• _Work instructions_
Produce an exact copy of all the records.

# START OF Data listing

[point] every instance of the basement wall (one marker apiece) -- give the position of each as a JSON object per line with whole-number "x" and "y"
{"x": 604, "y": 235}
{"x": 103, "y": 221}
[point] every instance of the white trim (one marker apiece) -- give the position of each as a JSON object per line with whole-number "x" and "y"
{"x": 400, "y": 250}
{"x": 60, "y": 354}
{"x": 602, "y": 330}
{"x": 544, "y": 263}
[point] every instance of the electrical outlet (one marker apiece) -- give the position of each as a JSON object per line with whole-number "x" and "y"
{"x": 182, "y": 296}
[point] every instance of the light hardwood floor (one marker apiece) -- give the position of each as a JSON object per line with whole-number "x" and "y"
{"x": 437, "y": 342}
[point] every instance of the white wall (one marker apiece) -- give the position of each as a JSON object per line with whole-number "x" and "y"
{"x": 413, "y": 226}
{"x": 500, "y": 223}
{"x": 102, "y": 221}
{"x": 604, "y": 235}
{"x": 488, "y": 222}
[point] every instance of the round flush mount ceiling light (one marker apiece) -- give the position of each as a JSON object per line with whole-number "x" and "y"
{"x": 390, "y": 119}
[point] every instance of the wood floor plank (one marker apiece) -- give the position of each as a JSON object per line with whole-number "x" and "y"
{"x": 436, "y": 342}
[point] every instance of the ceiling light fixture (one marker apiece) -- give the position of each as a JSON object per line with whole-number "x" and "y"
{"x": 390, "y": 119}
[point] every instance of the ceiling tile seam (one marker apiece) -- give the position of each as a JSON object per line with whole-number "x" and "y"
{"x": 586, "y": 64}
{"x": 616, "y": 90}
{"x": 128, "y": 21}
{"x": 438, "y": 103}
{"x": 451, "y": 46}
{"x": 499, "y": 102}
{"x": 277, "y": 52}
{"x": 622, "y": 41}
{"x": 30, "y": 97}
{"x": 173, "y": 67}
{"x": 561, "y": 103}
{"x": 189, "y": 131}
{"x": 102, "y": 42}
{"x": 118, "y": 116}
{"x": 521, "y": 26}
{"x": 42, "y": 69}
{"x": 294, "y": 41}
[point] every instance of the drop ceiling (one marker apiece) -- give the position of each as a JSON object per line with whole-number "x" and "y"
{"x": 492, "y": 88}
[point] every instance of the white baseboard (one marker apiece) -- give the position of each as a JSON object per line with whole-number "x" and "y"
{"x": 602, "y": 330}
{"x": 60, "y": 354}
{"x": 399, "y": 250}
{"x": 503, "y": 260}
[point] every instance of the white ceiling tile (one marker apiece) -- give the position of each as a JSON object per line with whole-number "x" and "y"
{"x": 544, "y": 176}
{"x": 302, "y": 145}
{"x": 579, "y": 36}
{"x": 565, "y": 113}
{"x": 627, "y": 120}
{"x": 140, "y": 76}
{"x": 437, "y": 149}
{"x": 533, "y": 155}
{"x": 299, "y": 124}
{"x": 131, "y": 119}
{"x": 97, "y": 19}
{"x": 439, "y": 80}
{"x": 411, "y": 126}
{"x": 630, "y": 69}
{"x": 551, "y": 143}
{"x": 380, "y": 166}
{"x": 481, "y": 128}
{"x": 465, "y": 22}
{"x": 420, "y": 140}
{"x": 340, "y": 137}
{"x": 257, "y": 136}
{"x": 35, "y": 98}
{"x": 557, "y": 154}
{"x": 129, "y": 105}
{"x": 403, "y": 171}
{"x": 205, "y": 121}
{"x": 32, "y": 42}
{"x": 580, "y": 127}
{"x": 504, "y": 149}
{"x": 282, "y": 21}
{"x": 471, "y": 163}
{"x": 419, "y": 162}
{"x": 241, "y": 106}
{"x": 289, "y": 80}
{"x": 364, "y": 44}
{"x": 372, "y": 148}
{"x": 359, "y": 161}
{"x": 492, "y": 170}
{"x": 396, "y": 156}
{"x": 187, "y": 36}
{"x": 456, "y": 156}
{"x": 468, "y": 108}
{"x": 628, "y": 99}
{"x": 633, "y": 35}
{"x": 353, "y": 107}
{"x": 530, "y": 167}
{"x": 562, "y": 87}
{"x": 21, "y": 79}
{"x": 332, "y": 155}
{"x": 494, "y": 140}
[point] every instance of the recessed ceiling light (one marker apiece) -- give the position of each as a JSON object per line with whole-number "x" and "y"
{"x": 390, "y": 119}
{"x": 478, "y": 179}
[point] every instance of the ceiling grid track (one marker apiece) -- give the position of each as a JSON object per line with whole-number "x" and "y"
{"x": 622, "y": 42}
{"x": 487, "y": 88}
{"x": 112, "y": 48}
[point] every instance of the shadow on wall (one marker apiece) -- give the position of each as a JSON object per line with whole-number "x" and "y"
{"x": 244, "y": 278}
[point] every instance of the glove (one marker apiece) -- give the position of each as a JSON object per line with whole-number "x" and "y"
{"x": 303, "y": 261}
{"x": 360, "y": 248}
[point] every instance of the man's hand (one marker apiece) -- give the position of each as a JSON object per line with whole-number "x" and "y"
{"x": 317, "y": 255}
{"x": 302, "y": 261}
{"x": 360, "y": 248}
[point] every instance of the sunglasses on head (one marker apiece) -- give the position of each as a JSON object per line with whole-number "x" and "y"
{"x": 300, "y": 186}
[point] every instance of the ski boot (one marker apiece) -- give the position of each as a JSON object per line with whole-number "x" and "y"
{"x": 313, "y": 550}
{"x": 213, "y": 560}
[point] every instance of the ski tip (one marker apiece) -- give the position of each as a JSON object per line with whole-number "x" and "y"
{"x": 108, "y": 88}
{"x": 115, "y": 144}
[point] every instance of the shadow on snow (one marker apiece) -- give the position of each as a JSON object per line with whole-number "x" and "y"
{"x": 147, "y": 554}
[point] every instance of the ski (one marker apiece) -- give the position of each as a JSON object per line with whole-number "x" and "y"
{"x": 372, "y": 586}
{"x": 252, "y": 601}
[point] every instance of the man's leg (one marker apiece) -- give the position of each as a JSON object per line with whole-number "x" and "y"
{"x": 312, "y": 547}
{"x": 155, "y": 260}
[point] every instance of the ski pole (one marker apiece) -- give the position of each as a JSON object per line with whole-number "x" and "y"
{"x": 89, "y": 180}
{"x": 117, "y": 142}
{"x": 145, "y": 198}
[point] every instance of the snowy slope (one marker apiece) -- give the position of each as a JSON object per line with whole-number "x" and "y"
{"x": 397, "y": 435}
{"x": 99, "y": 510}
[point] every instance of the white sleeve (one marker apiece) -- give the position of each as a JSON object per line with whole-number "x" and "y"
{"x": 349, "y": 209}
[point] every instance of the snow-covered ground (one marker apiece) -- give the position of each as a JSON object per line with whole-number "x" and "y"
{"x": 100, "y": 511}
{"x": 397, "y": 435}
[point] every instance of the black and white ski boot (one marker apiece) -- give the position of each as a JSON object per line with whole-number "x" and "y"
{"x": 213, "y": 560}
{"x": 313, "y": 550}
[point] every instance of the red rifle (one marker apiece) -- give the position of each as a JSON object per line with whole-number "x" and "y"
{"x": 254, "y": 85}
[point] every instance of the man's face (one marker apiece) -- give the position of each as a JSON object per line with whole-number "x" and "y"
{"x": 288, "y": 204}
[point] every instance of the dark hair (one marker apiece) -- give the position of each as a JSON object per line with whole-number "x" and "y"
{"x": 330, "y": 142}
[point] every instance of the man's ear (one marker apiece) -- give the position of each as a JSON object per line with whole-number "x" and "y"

# END OF Data listing

• _Output below_
[point] every instance of the basement wall (one marker apiece) -- give the position of each as a JSON object per line with whole-number "x" and "y"
{"x": 604, "y": 235}
{"x": 103, "y": 221}
[point] every instance of the white trim (one marker apiece) -- give the position of each as a JSON object per line with whole-number "x" and "y"
{"x": 400, "y": 250}
{"x": 60, "y": 354}
{"x": 602, "y": 330}
{"x": 544, "y": 263}
[point] every instance of the electrical outlet (one marker apiece) -- give the position of each as a JSON object per line with whole-number "x" and "y"
{"x": 182, "y": 296}
[point] every instance of the light hardwood floor (one marker apiece) -- give the position of each as a JSON object per line with whole-number "x" and "y"
{"x": 437, "y": 342}
[point] every instance of the white wall (one marker apiece) -- give the position of each as a JSON object per line with whole-number "x" and "y"
{"x": 413, "y": 226}
{"x": 500, "y": 223}
{"x": 102, "y": 221}
{"x": 604, "y": 235}
{"x": 488, "y": 222}
[point] every instance of the round flush mount ceiling light (one marker apiece) -- give the position of each as a JSON object per line with whole-number "x" and "y"
{"x": 390, "y": 119}
[point] every instance of the wood floor plank (one marker apiece) -- give the position of each as a JSON object per line with whole-number "x" and "y"
{"x": 436, "y": 342}
[point] every instance of the ceiling light fixture (one marker apiece) -- give the position of each as a JSON object per line with whole-number "x" and "y"
{"x": 390, "y": 119}
[point] every instance of the ceiling tile seam (one marker apiece) -- give the position of each as a JSON object per line with whole-number "x" and "y"
{"x": 586, "y": 64}
{"x": 616, "y": 90}
{"x": 128, "y": 21}
{"x": 438, "y": 103}
{"x": 451, "y": 46}
{"x": 499, "y": 102}
{"x": 277, "y": 52}
{"x": 622, "y": 41}
{"x": 30, "y": 97}
{"x": 173, "y": 67}
{"x": 561, "y": 103}
{"x": 189, "y": 131}
{"x": 102, "y": 42}
{"x": 118, "y": 116}
{"x": 521, "y": 26}
{"x": 42, "y": 69}
{"x": 294, "y": 41}
[point] every instance of the drop ceiling (one marker apiece) -- give the position of each as a JSON object per line with whole-number "x" and "y"
{"x": 492, "y": 88}
[point] every instance of the white baseboard (one marker apiece) -- give the position of each as a JSON object per line with whole-number "x" and "y"
{"x": 602, "y": 330}
{"x": 60, "y": 354}
{"x": 399, "y": 250}
{"x": 503, "y": 260}
[point] every instance of the white ceiling tile (one marker apiece) -- give the position of each as a JSON object per line with whole-number "x" and "y"
{"x": 544, "y": 176}
{"x": 302, "y": 145}
{"x": 579, "y": 36}
{"x": 565, "y": 113}
{"x": 627, "y": 120}
{"x": 140, "y": 76}
{"x": 437, "y": 149}
{"x": 533, "y": 155}
{"x": 299, "y": 124}
{"x": 131, "y": 119}
{"x": 97, "y": 19}
{"x": 439, "y": 80}
{"x": 411, "y": 126}
{"x": 630, "y": 69}
{"x": 551, "y": 143}
{"x": 380, "y": 166}
{"x": 481, "y": 128}
{"x": 465, "y": 22}
{"x": 420, "y": 140}
{"x": 340, "y": 137}
{"x": 257, "y": 136}
{"x": 35, "y": 98}
{"x": 557, "y": 154}
{"x": 129, "y": 105}
{"x": 403, "y": 171}
{"x": 205, "y": 121}
{"x": 32, "y": 42}
{"x": 580, "y": 127}
{"x": 504, "y": 149}
{"x": 282, "y": 21}
{"x": 471, "y": 163}
{"x": 419, "y": 162}
{"x": 241, "y": 106}
{"x": 289, "y": 80}
{"x": 364, "y": 44}
{"x": 372, "y": 148}
{"x": 359, "y": 161}
{"x": 492, "y": 170}
{"x": 396, "y": 156}
{"x": 187, "y": 36}
{"x": 456, "y": 156}
{"x": 468, "y": 108}
{"x": 628, "y": 99}
{"x": 633, "y": 35}
{"x": 353, "y": 107}
{"x": 530, "y": 167}
{"x": 562, "y": 87}
{"x": 21, "y": 79}
{"x": 332, "y": 155}
{"x": 494, "y": 140}
[point] every instance of the recessed ceiling light (one marker apiece) -- give the position of each as a JSON object per line with whole-number "x" and "y"
{"x": 390, "y": 119}
{"x": 478, "y": 179}
[point] every instance of the ceiling grid track (one marker apiece) -- give the position of each as a JSON object per line with whole-number "x" and "y"
{"x": 622, "y": 42}
{"x": 487, "y": 88}
{"x": 112, "y": 48}
[point] every instance of the shadow on wall (one marker apiece) -- give the position of each as a JSON object per line with whole-number "x" and "y"
{"x": 244, "y": 278}
[point] every instance of the glove (one marker apiece) -- give the position of each as a JSON object per line with whole-number "x" and "y"
{"x": 303, "y": 261}
{"x": 360, "y": 248}
[point] every instance of the man's hand (one marker apiece) -- give the position of each as a JSON object per line with whole-number "x" and "y"
{"x": 317, "y": 255}
{"x": 302, "y": 261}
{"x": 360, "y": 248}
[point] every instance of the sunglasses on head (one marker apiece) -- give the position of each as a JSON object per line with whole-number "x" and "y"
{"x": 300, "y": 186}
[point] every instance of the ski boot (one marker apiece) -- give the position of each as a JSON object per line with whole-number "x" and "y"
{"x": 313, "y": 550}
{"x": 213, "y": 560}
[point] every instance of the ski tip (one marker apiece) -- give the position of each as a JSON object per line with whole-number "x" and "y"
{"x": 108, "y": 88}
{"x": 115, "y": 144}
[point] every instance of the shadow on snow (one marker apiece) -- give the position of each as a JSON object per line with whole-number "x" and "y"
{"x": 147, "y": 554}
[point] every instance of the ski (one marker apiece) -- give the position of each as a JSON object per line with whole-number "x" and "y"
{"x": 372, "y": 586}
{"x": 252, "y": 601}
[point] every instance of the man's leg (one marker apiece) -- give the position of each as a JSON object per line with whole-number "x" and "y"
{"x": 312, "y": 547}
{"x": 155, "y": 260}
[point] every instance of the ski pole (one marker apiece) -- give the position of each as a JSON object per line with whole-number "x" and "y"
{"x": 89, "y": 180}
{"x": 117, "y": 142}
{"x": 145, "y": 198}
[point] every instance of the snowy slope (one marker apiece) -- give the position of each as a JSON object per line with whole-number "x" and "y"
{"x": 397, "y": 435}
{"x": 99, "y": 510}
[point] every instance of the white sleeve (one marker apiece) -- give the position of each as a JSON object per line with whole-number "x" and "y"
{"x": 349, "y": 209}
[point] every instance of the snow-covered ground (one marker apiece) -- give the position of each as a JSON object per line with whole-number "x" and "y"
{"x": 100, "y": 511}
{"x": 397, "y": 435}
[point] every instance of the black and white ski boot (one marker apiece) -- give the position of each as a JSON object per line with whole-number "x" and "y"
{"x": 213, "y": 560}
{"x": 313, "y": 550}
[point] every instance of the red rifle (one marker apiece) -- give the position of each as a JSON object per line with whole-number "x" and "y"
{"x": 254, "y": 85}
[point] every instance of the man's face (one marker apiece) -- give the position of each as a JSON object per line with whole-number "x" and "y"
{"x": 288, "y": 204}
[point] every instance of the dark hair (one marker apiece) -- give the position of each as a JSON object per line with whole-number "x" and "y"
{"x": 330, "y": 142}
[point] every instance of the man's ear (one marker apiece) -- give the position of each as a JSON object per line with whole-number "x" and "y"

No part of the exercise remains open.